**Work order:**
Identify each line in the items below that contains the string "positive", and copy every such line. Case matters.

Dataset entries
**********

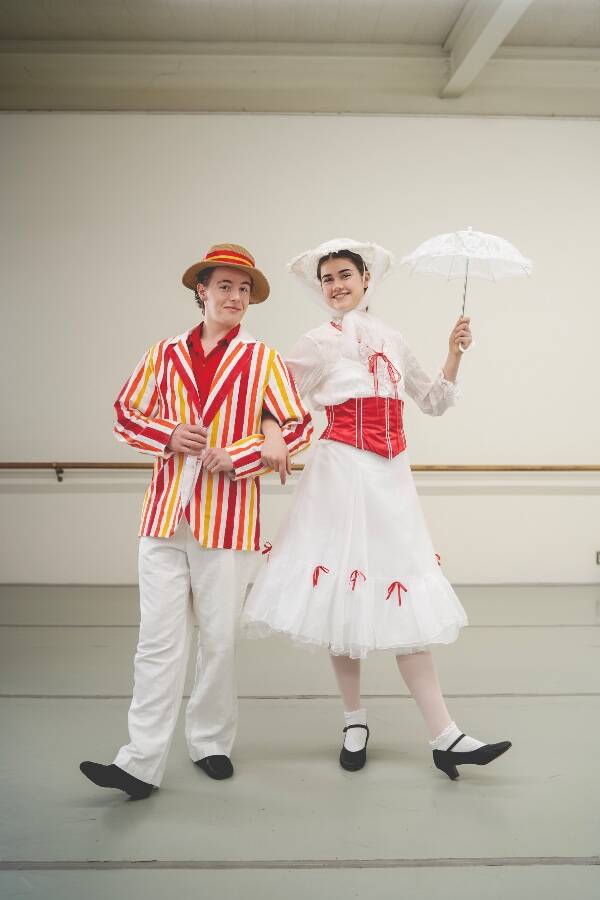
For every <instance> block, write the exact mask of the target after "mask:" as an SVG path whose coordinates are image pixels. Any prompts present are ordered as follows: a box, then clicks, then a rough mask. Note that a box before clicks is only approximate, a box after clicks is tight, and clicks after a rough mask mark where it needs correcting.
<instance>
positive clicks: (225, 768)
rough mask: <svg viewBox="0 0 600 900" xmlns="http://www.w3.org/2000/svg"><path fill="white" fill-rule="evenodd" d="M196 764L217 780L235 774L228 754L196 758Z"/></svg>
mask: <svg viewBox="0 0 600 900" xmlns="http://www.w3.org/2000/svg"><path fill="white" fill-rule="evenodd" d="M194 765H195V766H199V767H200V768H201V769H202V770H203V771H204V772H206V774H207V775H208V776H209V777H210V778H214V779H215V781H223V779H224V778H231V776H232V775H233V766H232V765H231V760H230V759H229V757H228V756H205V757H204V759H198V760H196V762H195V763H194Z"/></svg>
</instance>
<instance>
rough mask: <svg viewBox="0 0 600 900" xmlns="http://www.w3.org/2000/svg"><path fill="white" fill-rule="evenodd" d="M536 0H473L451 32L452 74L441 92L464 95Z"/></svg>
mask: <svg viewBox="0 0 600 900" xmlns="http://www.w3.org/2000/svg"><path fill="white" fill-rule="evenodd" d="M531 3H532V0H479V2H474V0H469V2H468V3H467V4H466V5H465V7H464V9H463V11H462V13H461V15H460V16H459V18H458V20H457V22H456V25H455V26H454V28H453V29H452V31H451V32H450V35H449V36H448V39H447V40H446V43H445V44H444V50H446V51H447V52H449V53H450V77H449V79H448V81H447V82H446V84H445V86H444V88H443V90H442V93H441V96H442V97H444V98H446V97H447V98H450V97H461V96H462V95H463V94H464V92H465V91H466V90H467V88H468V87H469V85H471V84H472V83H473V81H474V80H475V79H476V78H477V76H478V75H479V73H480V72H481V70H482V69H483V67H484V66H485V64H486V63H487V62H488V60H490V59H491V57H492V56H493V55H494V53H495V52H496V50H497V49H498V47H499V46H500V45H501V43H502V41H503V40H504V39H505V37H506V36H507V35H508V34H510V32H511V31H512V29H513V28H514V26H515V25H516V23H517V22H518V21H519V19H520V18H521V16H522V15H523V13H524V12H525V10H526V9H527V7H528V6H529V5H530V4H531Z"/></svg>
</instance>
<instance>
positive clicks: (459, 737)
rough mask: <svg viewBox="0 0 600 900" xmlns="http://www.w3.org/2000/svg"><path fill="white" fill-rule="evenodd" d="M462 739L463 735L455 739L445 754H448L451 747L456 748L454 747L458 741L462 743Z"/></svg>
mask: <svg viewBox="0 0 600 900" xmlns="http://www.w3.org/2000/svg"><path fill="white" fill-rule="evenodd" d="M464 737H465V735H464V734H461V736H460V737H457V738H456V740H455V741H454V743H453V744H450V746H449V747H446V753H448V752H449V751H450V750H452V748H453V747H456V745H457V744H458V742H459V741H462V739H463V738H464Z"/></svg>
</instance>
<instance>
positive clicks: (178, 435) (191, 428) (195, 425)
mask: <svg viewBox="0 0 600 900" xmlns="http://www.w3.org/2000/svg"><path fill="white" fill-rule="evenodd" d="M206 433H207V432H206V428H204V426H203V425H178V426H177V427H176V428H175V430H174V431H173V432H172V434H171V439H170V440H169V443H168V444H167V450H172V451H173V452H174V453H186V454H187V455H188V456H200V455H201V454H202V452H203V451H204V449H205V448H206Z"/></svg>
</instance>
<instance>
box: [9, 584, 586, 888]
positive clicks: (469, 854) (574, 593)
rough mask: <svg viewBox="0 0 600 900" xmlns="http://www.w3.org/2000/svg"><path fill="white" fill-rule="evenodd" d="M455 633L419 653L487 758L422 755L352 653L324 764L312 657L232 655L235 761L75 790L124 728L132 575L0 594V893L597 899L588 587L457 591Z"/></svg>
mask: <svg viewBox="0 0 600 900" xmlns="http://www.w3.org/2000/svg"><path fill="white" fill-rule="evenodd" d="M459 594H460V596H461V599H462V600H463V603H464V605H465V607H466V608H467V611H468V613H469V617H470V621H471V627H470V628H468V629H466V630H465V631H464V632H463V634H462V635H461V637H460V639H459V641H458V642H457V643H456V644H454V645H452V646H451V647H444V648H439V649H438V650H436V657H437V660H438V666H439V670H440V678H441V681H442V685H443V688H444V692H445V694H446V696H447V697H448V703H449V706H450V710H451V713H452V715H453V716H454V718H455V719H456V721H457V722H458V723H459V725H460V726H461V727H462V728H464V729H465V730H467V731H469V732H470V733H471V734H475V735H477V736H479V737H481V738H482V739H485V740H501V739H504V738H509V739H511V740H512V741H513V743H514V746H513V748H512V750H511V751H509V753H507V754H506V755H505V756H503V757H502V758H501V759H499V760H497V761H496V762H495V763H494V764H492V765H491V766H488V767H486V768H474V767H468V768H467V767H465V768H463V769H462V775H461V778H460V779H459V780H458V781H457V782H450V781H449V780H448V779H447V778H446V777H445V776H444V775H443V774H442V773H440V772H438V771H437V770H435V769H434V767H433V765H432V762H431V755H430V752H429V749H428V746H427V743H426V735H425V733H424V729H423V725H422V723H421V720H420V717H419V715H418V711H417V710H416V707H415V705H414V703H413V701H412V699H411V698H409V697H407V696H406V691H405V689H404V686H403V683H402V682H401V681H400V679H399V676H398V673H397V670H396V668H395V665H394V661H393V658H391V657H390V656H389V655H387V654H377V655H374V656H373V657H372V658H370V659H369V660H368V661H367V663H366V664H365V666H364V694H365V697H366V698H367V699H366V701H365V702H366V704H367V706H368V708H369V719H370V726H371V729H372V737H371V743H370V745H369V763H368V765H367V767H366V768H365V769H364V770H363V771H362V772H360V773H354V774H350V773H346V772H344V771H343V770H341V769H340V768H339V765H338V764H337V754H338V752H339V742H340V727H341V724H340V717H341V714H340V708H339V700H338V699H337V697H336V695H335V689H334V683H333V678H332V675H331V672H330V670H329V664H328V660H327V658H326V654H324V653H308V652H306V651H302V650H296V649H293V648H291V647H290V646H289V645H288V643H287V642H286V641H285V640H279V639H271V640H268V641H259V642H246V643H244V644H242V645H241V647H240V653H239V682H240V694H241V696H242V698H243V699H242V700H241V702H240V724H239V733H238V740H237V743H236V747H235V752H234V764H235V766H236V775H235V777H234V778H233V779H231V780H230V781H226V782H220V783H219V782H213V781H211V780H210V779H208V778H207V777H206V776H205V775H204V774H203V773H202V772H200V771H199V770H198V769H196V768H194V767H193V766H192V764H191V763H190V761H189V759H188V758H187V756H186V750H185V745H184V741H183V735H182V727H181V721H180V723H179V725H178V730H177V734H176V737H175V740H174V744H173V748H172V751H171V756H170V759H169V765H168V768H167V773H166V776H165V779H164V782H163V786H162V787H161V789H160V790H159V791H156V792H154V794H153V795H152V796H151V797H150V798H149V800H147V801H144V802H141V803H130V802H128V801H127V800H125V798H124V796H123V795H122V794H120V793H117V792H114V793H113V792H108V791H102V790H100V789H95V788H94V787H93V786H92V785H91V784H90V783H89V782H87V781H86V780H85V779H84V778H83V776H82V775H81V774H80V773H79V771H78V764H79V761H80V760H81V759H85V758H92V759H98V760H104V761H110V759H111V758H112V756H113V755H114V752H115V750H116V749H117V748H118V746H119V745H120V744H121V743H122V742H123V741H124V740H125V737H126V732H125V723H126V712H127V707H128V695H129V694H130V690H131V657H132V653H133V650H134V647H135V641H136V634H137V632H136V624H135V623H136V619H137V610H136V591H135V590H134V589H132V588H82V587H79V588H64V587H63V588H57V587H52V588H44V587H22V586H21V587H3V588H0V660H1V663H0V665H1V669H2V673H1V675H2V678H1V687H0V691H1V694H0V710H1V713H2V729H1V736H0V767H1V777H2V783H3V785H4V787H3V789H2V790H3V802H2V817H1V822H0V855H1V859H2V863H0V896H1V897H2V898H16V897H36V898H37V897H39V898H48V900H54V898H57V900H58V898H64V900H71V898H82V900H83V898H91V900H95V898H115V900H118V898H121V897H122V898H131V900H136V898H138V897H142V896H143V897H145V898H154V897H156V898H158V897H161V898H164V897H165V896H168V894H169V893H172V894H174V895H175V894H176V895H177V896H178V897H179V898H181V897H194V898H211V900H212V898H215V900H220V898H223V900H229V898H242V897H243V898H254V897H256V898H276V897H277V898H279V897H287V898H291V900H296V898H304V897H307V898H308V897H310V898H314V900H317V898H338V897H339V898H352V897H360V898H363V897H364V898H367V897H368V898H371V897H373V898H380V897H381V898H387V897H390V898H392V897H394V898H395V897H399V898H413V897H414V898H417V897H418V898H421V897H422V898H432V900H437V898H440V900H441V898H444V900H453V898H455V897H456V898H465V900H470V898H475V897H486V898H488V897H489V898H500V897H502V898H503V900H504V898H506V897H510V898H516V900H520V898H530V897H531V898H533V897H536V896H537V894H538V893H539V894H540V896H544V897H545V898H559V897H560V898H563V897H564V896H565V894H569V893H570V894H575V892H576V893H577V898H578V900H579V898H584V900H587V898H598V897H600V865H597V863H600V827H599V826H600V752H599V750H598V748H599V747H600V715H599V713H600V666H599V665H598V662H599V657H600V627H599V626H600V587H560V588H545V587H544V588H543V587H527V588H523V587H510V588H508V587H498V588H477V587H471V588H463V589H462V590H459Z"/></svg>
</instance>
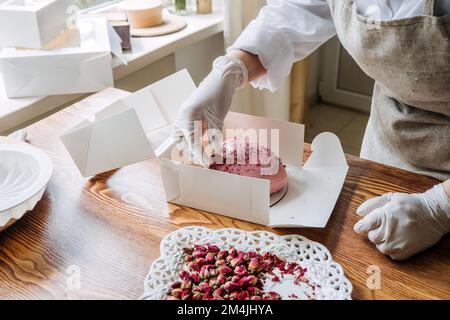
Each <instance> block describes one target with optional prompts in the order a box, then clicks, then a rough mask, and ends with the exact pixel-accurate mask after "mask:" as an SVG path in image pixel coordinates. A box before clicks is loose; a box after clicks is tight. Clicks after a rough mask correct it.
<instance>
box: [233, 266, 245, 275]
mask: <svg viewBox="0 0 450 320" xmlns="http://www.w3.org/2000/svg"><path fill="white" fill-rule="evenodd" d="M234 273H235V274H236V275H237V276H238V277H245V276H246V275H247V274H248V271H247V268H246V267H245V266H237V267H236V268H234Z"/></svg>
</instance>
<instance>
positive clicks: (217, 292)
mask: <svg viewBox="0 0 450 320" xmlns="http://www.w3.org/2000/svg"><path fill="white" fill-rule="evenodd" d="M224 293H225V291H224V289H223V288H217V289H216V290H214V293H213V296H214V297H215V296H219V297H222V296H223V295H224Z"/></svg>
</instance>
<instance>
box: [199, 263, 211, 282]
mask: <svg viewBox="0 0 450 320" xmlns="http://www.w3.org/2000/svg"><path fill="white" fill-rule="evenodd" d="M199 276H200V279H208V278H209V277H210V273H209V265H205V266H202V268H201V269H200V273H199Z"/></svg>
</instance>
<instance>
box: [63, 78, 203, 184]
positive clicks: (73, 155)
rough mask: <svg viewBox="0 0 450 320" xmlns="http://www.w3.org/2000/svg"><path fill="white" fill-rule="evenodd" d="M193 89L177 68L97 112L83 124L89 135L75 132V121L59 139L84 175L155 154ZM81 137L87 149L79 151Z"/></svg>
mask: <svg viewBox="0 0 450 320" xmlns="http://www.w3.org/2000/svg"><path fill="white" fill-rule="evenodd" d="M174 88H176V94H174ZM194 90H195V84H194V82H193V80H192V78H191V77H190V75H189V73H188V72H187V70H183V71H180V72H178V73H175V74H174V75H172V76H170V77H168V78H166V79H163V80H161V81H159V82H156V83H154V84H152V85H150V86H148V87H146V88H144V89H142V90H139V91H137V92H136V93H133V94H130V95H129V96H127V97H125V98H123V99H119V100H117V101H115V102H114V103H112V104H110V105H109V106H107V107H105V108H103V109H102V110H101V111H99V112H97V113H96V114H95V119H94V121H93V122H87V123H86V124H85V126H91V127H92V134H91V135H89V136H87V135H81V133H78V132H77V131H83V130H84V128H83V127H84V125H78V126H77V127H76V129H75V128H74V129H71V130H70V131H68V132H66V133H65V134H64V135H63V136H62V141H63V142H64V144H65V145H66V148H67V149H68V150H69V153H70V154H71V156H72V158H73V159H74V162H75V163H76V164H77V166H78V168H79V169H80V172H81V173H82V174H83V176H91V175H95V174H99V173H102V172H105V171H109V170H113V169H117V168H121V167H123V166H126V165H129V164H132V163H136V162H140V161H144V160H147V159H150V158H155V157H156V155H155V152H154V150H157V149H158V147H159V146H160V145H161V144H162V143H163V142H164V141H166V140H167V139H168V138H169V137H170V134H171V122H172V121H173V119H174V118H175V116H176V113H177V110H178V108H179V107H180V106H181V105H182V103H183V102H184V101H185V100H186V99H187V98H188V97H189V96H190V95H191V93H192V92H193V91H194ZM83 139H84V140H85V139H89V143H88V145H89V149H88V150H87V151H86V152H87V154H85V155H80V154H79V153H80V152H82V151H83V150H85V149H84V148H82V147H81V146H84V145H86V141H84V140H83ZM111 141H114V143H111ZM130 141H132V143H130ZM83 157H85V158H86V161H84V162H82V161H81V160H80V159H83Z"/></svg>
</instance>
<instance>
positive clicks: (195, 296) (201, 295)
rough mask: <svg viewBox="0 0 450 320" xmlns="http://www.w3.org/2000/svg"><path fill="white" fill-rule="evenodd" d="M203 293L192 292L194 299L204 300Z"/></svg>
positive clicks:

**********

**Exercise solution:**
positive clicks: (225, 768)
positive clicks: (459, 737)
positive clicks: (178, 435) (191, 428) (195, 425)
positive clicks: (469, 854) (574, 593)
positive clicks: (217, 292)
positive clicks: (73, 155)
positive clicks: (195, 296) (201, 295)
positive clicks:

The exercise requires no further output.